# Records to use start

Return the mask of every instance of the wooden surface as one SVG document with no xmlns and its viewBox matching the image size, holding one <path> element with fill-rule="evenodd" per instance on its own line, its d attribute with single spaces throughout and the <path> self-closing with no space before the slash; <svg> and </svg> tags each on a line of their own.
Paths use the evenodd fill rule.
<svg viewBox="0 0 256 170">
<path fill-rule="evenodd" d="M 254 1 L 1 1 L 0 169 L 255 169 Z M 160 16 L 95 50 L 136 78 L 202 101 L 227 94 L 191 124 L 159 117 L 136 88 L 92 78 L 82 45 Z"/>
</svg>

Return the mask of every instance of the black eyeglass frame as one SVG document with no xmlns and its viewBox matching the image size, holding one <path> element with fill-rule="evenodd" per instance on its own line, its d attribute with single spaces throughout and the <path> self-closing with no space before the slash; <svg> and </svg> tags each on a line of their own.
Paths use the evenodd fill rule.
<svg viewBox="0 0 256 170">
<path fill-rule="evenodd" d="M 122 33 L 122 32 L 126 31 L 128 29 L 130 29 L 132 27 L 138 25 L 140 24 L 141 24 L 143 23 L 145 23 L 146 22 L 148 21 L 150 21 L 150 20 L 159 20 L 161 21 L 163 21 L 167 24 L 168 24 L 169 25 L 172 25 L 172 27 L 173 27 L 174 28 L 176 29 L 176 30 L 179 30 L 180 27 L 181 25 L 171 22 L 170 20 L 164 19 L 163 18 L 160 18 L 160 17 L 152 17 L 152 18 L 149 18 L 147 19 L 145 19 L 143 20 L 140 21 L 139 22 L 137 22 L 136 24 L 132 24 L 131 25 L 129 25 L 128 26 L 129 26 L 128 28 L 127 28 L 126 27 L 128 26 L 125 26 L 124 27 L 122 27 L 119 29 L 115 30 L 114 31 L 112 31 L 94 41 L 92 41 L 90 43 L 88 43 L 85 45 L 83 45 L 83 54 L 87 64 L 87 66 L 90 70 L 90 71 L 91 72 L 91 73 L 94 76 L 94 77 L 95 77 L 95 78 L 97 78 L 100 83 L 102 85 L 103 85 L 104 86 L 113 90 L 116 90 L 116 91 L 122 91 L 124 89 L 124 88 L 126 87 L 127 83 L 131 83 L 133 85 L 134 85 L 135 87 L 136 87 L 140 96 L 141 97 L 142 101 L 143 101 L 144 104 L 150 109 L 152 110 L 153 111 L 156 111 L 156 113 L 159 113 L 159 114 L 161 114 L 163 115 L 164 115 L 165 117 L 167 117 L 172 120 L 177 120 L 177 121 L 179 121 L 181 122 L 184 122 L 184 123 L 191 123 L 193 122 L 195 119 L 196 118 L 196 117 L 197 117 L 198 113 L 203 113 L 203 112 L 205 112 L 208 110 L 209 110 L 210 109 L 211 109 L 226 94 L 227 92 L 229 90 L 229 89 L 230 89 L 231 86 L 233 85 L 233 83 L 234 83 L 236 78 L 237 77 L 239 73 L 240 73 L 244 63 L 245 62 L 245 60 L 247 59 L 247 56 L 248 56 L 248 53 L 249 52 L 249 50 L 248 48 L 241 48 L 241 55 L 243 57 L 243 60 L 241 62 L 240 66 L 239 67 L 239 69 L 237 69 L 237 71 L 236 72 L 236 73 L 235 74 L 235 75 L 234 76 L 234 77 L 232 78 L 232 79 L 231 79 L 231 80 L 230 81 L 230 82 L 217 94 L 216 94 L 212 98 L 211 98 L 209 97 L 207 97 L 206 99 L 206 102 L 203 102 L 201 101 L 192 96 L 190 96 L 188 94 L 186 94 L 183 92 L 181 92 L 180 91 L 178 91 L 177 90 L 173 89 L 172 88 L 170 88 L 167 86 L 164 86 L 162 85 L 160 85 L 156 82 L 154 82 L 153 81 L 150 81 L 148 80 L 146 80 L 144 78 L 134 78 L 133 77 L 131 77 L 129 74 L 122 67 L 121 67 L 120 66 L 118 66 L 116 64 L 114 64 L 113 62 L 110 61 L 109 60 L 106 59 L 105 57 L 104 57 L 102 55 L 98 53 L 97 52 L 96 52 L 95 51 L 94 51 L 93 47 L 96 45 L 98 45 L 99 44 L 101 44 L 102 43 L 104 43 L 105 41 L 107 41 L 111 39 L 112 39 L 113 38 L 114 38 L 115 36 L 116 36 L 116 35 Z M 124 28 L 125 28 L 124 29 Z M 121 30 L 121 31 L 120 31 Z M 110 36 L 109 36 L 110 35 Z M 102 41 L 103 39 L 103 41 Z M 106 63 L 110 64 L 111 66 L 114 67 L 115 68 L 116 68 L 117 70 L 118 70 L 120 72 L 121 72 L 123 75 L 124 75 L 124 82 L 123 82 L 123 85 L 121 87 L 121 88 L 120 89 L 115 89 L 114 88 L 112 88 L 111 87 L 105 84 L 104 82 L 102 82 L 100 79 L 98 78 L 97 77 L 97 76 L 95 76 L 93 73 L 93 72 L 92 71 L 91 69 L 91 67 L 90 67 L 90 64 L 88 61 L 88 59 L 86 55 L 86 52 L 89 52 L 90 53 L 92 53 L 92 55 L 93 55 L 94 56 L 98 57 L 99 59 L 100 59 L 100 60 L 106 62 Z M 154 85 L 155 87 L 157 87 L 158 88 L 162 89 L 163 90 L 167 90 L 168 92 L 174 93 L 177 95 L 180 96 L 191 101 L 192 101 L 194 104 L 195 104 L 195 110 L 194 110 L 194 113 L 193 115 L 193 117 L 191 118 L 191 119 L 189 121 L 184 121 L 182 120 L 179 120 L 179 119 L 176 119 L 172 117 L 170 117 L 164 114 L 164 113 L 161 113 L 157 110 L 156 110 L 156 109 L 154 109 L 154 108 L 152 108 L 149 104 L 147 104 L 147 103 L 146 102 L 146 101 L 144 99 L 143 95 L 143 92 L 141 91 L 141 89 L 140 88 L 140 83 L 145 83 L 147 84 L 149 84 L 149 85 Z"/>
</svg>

# Records to use end

» Do this
Write the entries again, exactly as they stand.

» Written solution
Return the mask of every instance of the wooden surface as one SVG document with no xmlns and its viewBox matching the image size, holding one <path> element with fill-rule="evenodd" per instance on its own line, its d attribute with single spaces throughout and the <path> self-closing with no space before the slash; <svg> and </svg> tags each on a line of their own.
Paths use the evenodd fill rule.
<svg viewBox="0 0 256 170">
<path fill-rule="evenodd" d="M 254 1 L 1 1 L 0 169 L 255 169 Z M 160 16 L 95 50 L 136 78 L 202 101 L 227 94 L 191 124 L 159 117 L 136 88 L 92 78 L 82 45 Z"/>
</svg>

Return the mask of every instance of the black eyeglass frame as one SVG document with no xmlns and its viewBox matching the image size, holding one <path> element with fill-rule="evenodd" per instance on its own line, its d attribute with single spaces throughout and the <path> self-closing with no space before the slash; <svg> and </svg> tags each on a line of their own.
Paths use the evenodd fill rule.
<svg viewBox="0 0 256 170">
<path fill-rule="evenodd" d="M 122 33 L 122 32 L 126 31 L 128 29 L 130 29 L 132 27 L 138 25 L 140 24 L 141 24 L 143 23 L 145 23 L 146 22 L 148 21 L 150 21 L 150 20 L 159 20 L 161 21 L 163 21 L 167 24 L 168 24 L 169 25 L 172 25 L 172 27 L 173 27 L 174 28 L 176 29 L 176 30 L 179 30 L 180 27 L 181 25 L 171 22 L 170 20 L 164 19 L 163 18 L 160 18 L 160 17 L 152 17 L 152 18 L 149 18 L 147 19 L 145 19 L 143 20 L 140 21 L 139 22 L 137 22 L 136 24 L 132 24 L 131 25 L 129 25 L 128 26 L 129 26 L 128 28 L 127 28 L 126 27 L 128 26 L 125 26 L 124 27 L 122 27 L 119 29 L 115 30 L 114 31 L 112 31 L 94 41 L 92 41 L 90 43 L 88 43 L 85 45 L 83 45 L 83 54 L 87 64 L 87 66 L 90 70 L 90 71 L 91 72 L 91 73 L 94 76 L 94 77 L 95 77 L 95 78 L 97 78 L 100 83 L 102 85 L 103 85 L 104 86 L 113 90 L 116 90 L 116 91 L 122 91 L 124 89 L 124 88 L 126 87 L 127 83 L 131 83 L 133 85 L 134 85 L 135 87 L 136 87 L 140 96 L 141 97 L 142 101 L 143 101 L 144 104 L 150 109 L 152 110 L 153 111 L 156 111 L 156 113 L 159 113 L 159 114 L 161 114 L 163 115 L 164 115 L 165 117 L 167 117 L 172 120 L 177 120 L 177 121 L 179 121 L 181 122 L 184 122 L 184 123 L 191 123 L 193 122 L 195 119 L 196 118 L 196 117 L 197 117 L 198 113 L 203 113 L 203 112 L 205 112 L 208 110 L 209 110 L 210 109 L 211 109 L 226 94 L 227 92 L 229 90 L 229 89 L 230 89 L 231 86 L 233 85 L 233 83 L 234 83 L 236 78 L 237 77 L 239 73 L 240 73 L 244 63 L 245 62 L 245 60 L 247 59 L 247 56 L 248 56 L 248 53 L 249 52 L 249 50 L 248 48 L 241 48 L 241 55 L 243 57 L 243 60 L 241 62 L 240 66 L 239 67 L 239 69 L 237 69 L 237 71 L 236 72 L 236 73 L 235 74 L 235 75 L 234 76 L 234 77 L 232 78 L 232 79 L 231 79 L 231 80 L 230 81 L 230 82 L 217 94 L 216 94 L 212 98 L 211 98 L 209 97 L 207 97 L 206 99 L 206 102 L 203 102 L 201 101 L 192 96 L 190 96 L 188 94 L 186 94 L 183 92 L 181 92 L 180 91 L 178 91 L 177 90 L 173 89 L 172 88 L 170 88 L 167 86 L 164 86 L 162 85 L 160 85 L 156 82 L 154 82 L 153 81 L 150 81 L 148 80 L 146 80 L 144 78 L 134 78 L 133 77 L 131 77 L 129 74 L 122 67 L 121 67 L 120 66 L 118 66 L 116 64 L 114 64 L 113 62 L 110 61 L 109 60 L 106 59 L 105 57 L 104 57 L 102 55 L 98 53 L 97 52 L 96 52 L 95 51 L 94 51 L 93 47 L 96 45 L 98 45 L 99 44 L 101 44 L 102 43 L 104 43 L 105 41 L 107 41 L 111 39 L 112 39 L 113 38 L 114 38 L 115 36 L 116 36 L 116 35 Z M 124 28 L 125 28 L 124 29 Z M 121 30 L 121 31 L 120 31 Z M 110 36 L 109 36 L 110 35 Z M 102 41 L 103 39 L 103 41 Z M 106 63 L 110 64 L 111 66 L 114 67 L 115 68 L 116 68 L 117 70 L 118 70 L 120 72 L 121 72 L 123 75 L 124 75 L 124 82 L 123 82 L 123 85 L 121 87 L 121 88 L 120 89 L 115 89 L 114 88 L 112 88 L 111 87 L 105 84 L 104 82 L 102 82 L 100 79 L 98 78 L 97 77 L 97 76 L 95 76 L 93 73 L 93 72 L 92 71 L 91 69 L 91 67 L 90 67 L 90 64 L 88 61 L 88 59 L 86 55 L 86 52 L 89 52 L 90 53 L 92 53 L 92 55 L 93 55 L 94 56 L 98 57 L 99 59 L 100 59 L 100 60 L 106 62 Z M 154 85 L 155 87 L 157 87 L 158 88 L 162 89 L 163 90 L 167 90 L 168 92 L 174 93 L 177 95 L 180 96 L 191 101 L 192 101 L 194 104 L 195 104 L 195 110 L 194 110 L 194 113 L 193 115 L 193 117 L 191 118 L 191 119 L 189 121 L 184 121 L 182 120 L 179 120 L 179 119 L 176 119 L 172 117 L 170 117 L 164 114 L 164 113 L 161 113 L 157 110 L 156 110 L 156 109 L 154 109 L 154 108 L 152 108 L 149 104 L 147 104 L 147 103 L 146 102 L 146 101 L 144 99 L 143 95 L 143 92 L 141 91 L 141 89 L 140 88 L 140 83 L 145 83 L 147 84 L 149 84 L 149 85 Z"/>
</svg>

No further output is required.